Text segment:
Cartesia releases Sonic-3.5 and Ink-2 for streaming TTS and STT
Cartesia launched Sonic-3.5 for text-to-speech and Ink-2 for speech-to-text, calling them its new top streaming voice models. The release pairs low-latency voice-agent claims with 42-language support and immediate partner availability.

TL;DR
- Cartesia's launch post introduced Sonic-3.5 for streaming text to speech and Ink-2 for streaming speech to text, with the company calling them its new top voice-agent models.
- According to Together AI's availability post, Sonic-3.5 ships with sub-90ms latency, native support for 42 languages, and improved handling for codes, IDs, and other structured speech.
- Cartesia's promo thread framed the release as a single-provider voice stack, pairing TTS and STT under one API for real-time agents.
- Day-one distribution was already broader than Cartesia's own surface, with Vapi's integration post and Together AI's launch post both announcing availability.
You can start with Cartesia's main launch thread, jump to Together AI's model page post, and even test a live demo through Cartesia's call link thread. One useful detail surfaced in replies: a Cartesia reply on open source said the models are not open source, while another Cartesia reply said they can plug into any LLM.
Sonic-3.5
Sonic-3.5 is the more concrete half of the release so far. Cartesia's launch framing in its main thread focuses on speed and quality, while Together AI's feature list adds the engineering details that matter in production.
Together's summary broke the model into four claims:
- Sub-90ms latency.
- Native support for 42 languages.
- Better transcript following for codes, IDs, and other structured speech.
- Context-aware pronunciation for heteronyms like "read," "bass," and "bow," according to Together AI's post.
Cartesia also used replies to fill in rollout details. one language support reply said Sonic-3.5 includes 9 Indic languages, and another reply reiterated the 42-language footprint with support for different accents and locales.

Your objective: Carry on the article about Cartesia's Sonic-3.5 and Ink-2 release, starting right after its last sentence.

Information provided:
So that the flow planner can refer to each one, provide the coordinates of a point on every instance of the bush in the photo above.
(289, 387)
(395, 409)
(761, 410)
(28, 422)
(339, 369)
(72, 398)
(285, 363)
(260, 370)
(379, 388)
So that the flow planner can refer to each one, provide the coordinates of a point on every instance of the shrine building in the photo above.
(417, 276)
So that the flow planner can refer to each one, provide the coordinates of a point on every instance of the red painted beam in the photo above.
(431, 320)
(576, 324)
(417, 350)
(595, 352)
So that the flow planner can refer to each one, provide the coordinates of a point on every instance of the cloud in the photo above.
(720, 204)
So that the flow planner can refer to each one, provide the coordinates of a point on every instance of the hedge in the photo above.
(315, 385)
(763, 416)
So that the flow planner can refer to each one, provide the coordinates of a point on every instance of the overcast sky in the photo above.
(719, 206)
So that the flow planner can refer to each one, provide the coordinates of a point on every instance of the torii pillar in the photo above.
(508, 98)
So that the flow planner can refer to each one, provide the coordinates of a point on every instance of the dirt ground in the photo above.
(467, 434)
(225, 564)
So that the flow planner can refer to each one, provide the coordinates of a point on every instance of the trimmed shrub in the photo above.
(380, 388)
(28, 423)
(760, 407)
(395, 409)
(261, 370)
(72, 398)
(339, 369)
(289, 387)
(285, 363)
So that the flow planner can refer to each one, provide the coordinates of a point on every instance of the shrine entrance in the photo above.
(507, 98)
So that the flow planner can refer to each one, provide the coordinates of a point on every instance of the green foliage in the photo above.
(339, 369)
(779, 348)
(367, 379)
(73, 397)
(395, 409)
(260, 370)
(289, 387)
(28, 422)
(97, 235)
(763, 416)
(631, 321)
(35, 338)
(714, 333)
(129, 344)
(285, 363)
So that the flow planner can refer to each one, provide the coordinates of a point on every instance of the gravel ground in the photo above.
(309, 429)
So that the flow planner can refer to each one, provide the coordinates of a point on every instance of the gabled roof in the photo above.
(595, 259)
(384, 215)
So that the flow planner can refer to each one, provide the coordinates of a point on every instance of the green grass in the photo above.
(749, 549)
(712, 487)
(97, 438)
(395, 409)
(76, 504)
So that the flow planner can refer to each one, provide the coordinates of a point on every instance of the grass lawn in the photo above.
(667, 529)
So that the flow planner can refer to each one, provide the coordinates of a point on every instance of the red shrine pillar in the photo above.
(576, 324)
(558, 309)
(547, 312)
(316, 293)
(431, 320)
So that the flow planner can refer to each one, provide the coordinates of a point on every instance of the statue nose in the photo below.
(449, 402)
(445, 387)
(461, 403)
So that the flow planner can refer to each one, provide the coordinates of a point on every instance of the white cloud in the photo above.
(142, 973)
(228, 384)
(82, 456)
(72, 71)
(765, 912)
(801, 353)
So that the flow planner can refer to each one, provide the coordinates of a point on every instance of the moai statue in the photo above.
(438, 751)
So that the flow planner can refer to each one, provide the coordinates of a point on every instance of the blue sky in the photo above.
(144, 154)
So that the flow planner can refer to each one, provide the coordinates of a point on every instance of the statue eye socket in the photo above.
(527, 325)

Response to the task:
Ink-2
Ink-2 arrived with less public detail than Sonic-3.5, but the positioning is clear. Cartesia's product account called it the new top streaming speech-to-text model, and Albert Gu's thread said both launches landed within a week and were built from the ground up.
Gu, a Cartesia cofounder, tied the release to a broader architecture bet in his post: speech models need to fuse text and audio, and the work behind Sonic-3.5 and Ink-2 is meant to scale toward general real-time multimodal systems. That gives the launch a more ambitious read than a simple model refresh.
Where it shows up
The ecosystem rollout was immediate.
- Vapi's post said Cartesia models are available on Vapi for existing builds.
- Together AI's post said Sonic-3.5 is available on Together AI.
- the same Together thread also said developers can browse more than 150 Sonic-3.5 voices in its voice finder before deploying.
- a Cartesia reply said the stack can plug into any LLM.
That last point matters because Cartesia is selling the release as infrastructure, not a closed app surface.
Rollout details
A few practical details only showed up outside the main launch tweet.
- Cartesia's follow-up thread linked a live call demo and a signup promo for trying a real voice agent.
- another Cartesia post offered three free months for teams switching from an existing provider.
- a direct reply from Cartesia said the models are not open source.
- a data residency reply said Cartesia already works with customers that have India data residency requirements.
- a multilingual roadmap reply said multilingual Ink-2 is still "coming soon," even though Sonic-3.5 already supports 42 languages.
That last reply is the clearest caveat in the launch material. The TTS side looks broadly multilingual today, while STT multilingual support still appears to be rolling out.